PASSAGE SHOWN.
········
PS. There are men in Australia - in fact, based on my casual observations, I'd say there are just as many men as women. Also, not all of the men are rich.

Kate P said...

Man, I wish I could just fly off to adventures because my life's not "super fun" right now. This probably explains why people keep asking me why I'm not traveling more, seeing as how I'm, y'know, so single.

I had to look up the book in my local library's catalog and I just about died when I saw the cover--not sure if it is the same all over, but ours is a woman turned round so you can't see her face, and she's unzipping the back of her dress. What???

And then there's this in the description of her friend: "Ruby, a curvy and compassionate woman, has been mourning the death of her cat for months." Just had to throw in the crazy single cat lady, huh?

Seraphic said...

I hope there is not a plagiarism lawsuit in there. Cries of plagiarism are the worst thing that can happen to a writer, even though all artists are influenced by other artists, most noticeably in music and film. My upcoming novel is heavily influenced by Graham Greene; in fact, it is in a way a conversation with Greene.

Meanwhile, it is not surprising that someone who helped write Sex and the City is going to have a lot of Sex and the City type stuff in her work, and some of the narrator's observations at the ends of her chapters sound a lot like Carrie's observations at the ends of her chapters. This isn't plagiarism; it's a treat for women who love SATC and want more of it.

I would not be surprised to discover that this book was a bestseller. (Must find out.) Not only was it written by a relatively famous writer (thanks to SATC and HJNTIY), it has beautiful, talented deserving women, handsome, rich and sexy men, exotic holidays and even an ashram. It's got sex scenes. In short, although it is not stuff for us, "the creative minority" it's the stuff zillions of other women buy again and again.

Seraphic said...

I have a different cover, the British soft-cover edition.

I just saw the hardcover version while I was looking for other reviews, and---yeah.

The biggest problem with "How to Be Single" is the same as the biggest problem with SATC: it's that it preaches that the way to be Single is to go out and have sex with as many attractive and exotic men as you feel like having sex with. This. Is. Simply. Not. How. To. Be. Being. Single. Let. Alone. Stop. Being. Single. But there are thousands of Single women who now go on holiday thinking that... Oh, it's so depressing.
········
LISTED RECORDS.
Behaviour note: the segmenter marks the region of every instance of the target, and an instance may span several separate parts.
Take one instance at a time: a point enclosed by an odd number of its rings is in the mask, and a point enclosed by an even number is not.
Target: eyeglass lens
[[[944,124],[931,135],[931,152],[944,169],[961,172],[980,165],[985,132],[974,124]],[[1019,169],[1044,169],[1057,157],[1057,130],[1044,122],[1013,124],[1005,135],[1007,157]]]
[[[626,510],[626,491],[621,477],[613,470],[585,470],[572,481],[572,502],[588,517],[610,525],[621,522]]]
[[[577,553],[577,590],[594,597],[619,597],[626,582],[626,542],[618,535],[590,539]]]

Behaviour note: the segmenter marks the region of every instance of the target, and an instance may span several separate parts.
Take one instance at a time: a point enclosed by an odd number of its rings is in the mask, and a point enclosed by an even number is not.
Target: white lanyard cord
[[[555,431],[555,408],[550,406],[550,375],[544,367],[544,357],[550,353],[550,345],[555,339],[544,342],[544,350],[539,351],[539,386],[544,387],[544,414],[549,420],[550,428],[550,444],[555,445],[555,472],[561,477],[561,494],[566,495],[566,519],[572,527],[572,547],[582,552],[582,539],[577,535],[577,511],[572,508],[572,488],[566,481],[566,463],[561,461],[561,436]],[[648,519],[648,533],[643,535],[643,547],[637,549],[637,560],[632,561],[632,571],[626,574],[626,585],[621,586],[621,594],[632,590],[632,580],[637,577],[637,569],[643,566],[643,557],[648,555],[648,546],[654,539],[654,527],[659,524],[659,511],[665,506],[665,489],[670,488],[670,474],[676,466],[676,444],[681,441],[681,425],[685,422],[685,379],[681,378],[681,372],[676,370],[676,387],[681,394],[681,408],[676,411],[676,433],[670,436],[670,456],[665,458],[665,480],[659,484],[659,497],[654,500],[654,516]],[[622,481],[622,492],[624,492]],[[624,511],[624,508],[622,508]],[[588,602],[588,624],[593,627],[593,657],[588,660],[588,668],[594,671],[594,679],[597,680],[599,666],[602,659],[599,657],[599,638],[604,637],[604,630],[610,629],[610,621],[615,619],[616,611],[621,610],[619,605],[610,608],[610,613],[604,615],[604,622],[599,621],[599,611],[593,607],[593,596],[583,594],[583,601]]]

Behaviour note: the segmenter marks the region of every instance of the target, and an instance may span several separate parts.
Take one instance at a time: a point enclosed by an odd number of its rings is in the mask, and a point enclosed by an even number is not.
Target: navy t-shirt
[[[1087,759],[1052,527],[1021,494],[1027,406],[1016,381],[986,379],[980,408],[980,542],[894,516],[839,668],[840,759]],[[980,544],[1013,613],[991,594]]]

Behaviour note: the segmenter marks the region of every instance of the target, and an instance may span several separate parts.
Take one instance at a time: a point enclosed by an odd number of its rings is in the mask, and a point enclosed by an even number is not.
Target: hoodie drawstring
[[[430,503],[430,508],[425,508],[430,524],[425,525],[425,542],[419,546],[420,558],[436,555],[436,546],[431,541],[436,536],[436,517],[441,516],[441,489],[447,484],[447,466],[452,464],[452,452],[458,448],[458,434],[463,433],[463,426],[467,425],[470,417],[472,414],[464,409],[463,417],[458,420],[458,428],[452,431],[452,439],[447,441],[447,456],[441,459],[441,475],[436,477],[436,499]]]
········
WHAT TO DO. Pick up the comment thread about the book "How to Be Single" after its final sentence and continue writing it.

THE ANSWER.
Julia said...

My brain just goes into Plagiarism Avoidance Overdrive a lot because I'm doing a postgraduate research degree, and the commitment to avoiding plagiarism is one thing that keeps me and my colleagues up at night.

Also, I have just got off the phone with a friend who is a law student, so I'm fixated on legal pedantry right now! :)

Seraphic said...

I can understand that. I was an obsessive-compulsive footnoter in grad school. And I wish there was a way to footnote fiction!

Jam said...

I saw this book in the sale rack at a bookstore once and read the back. How disappointing to see yet another book that thinks "how to be single" is essentially to never ever be without a man, no matter how shallow or temporary the connection. What a sad, silly fantasy.

sciencegirl said...

Sounds terrible. The bad French alone would keep me away.

"L'orgeuil" has serious negative connotations, such as egoism, arrogance, and haughtiness. It is not just pride, but the mortal sin of pride.

"La fierté" is the pride with positive connotations: self-esteem, self-worth, the glow of satisfaction in a job well done.

American women characters who trot about the globe having sex with rich men sound, to me, like they have plenty of orgeuil.

Seraphic said...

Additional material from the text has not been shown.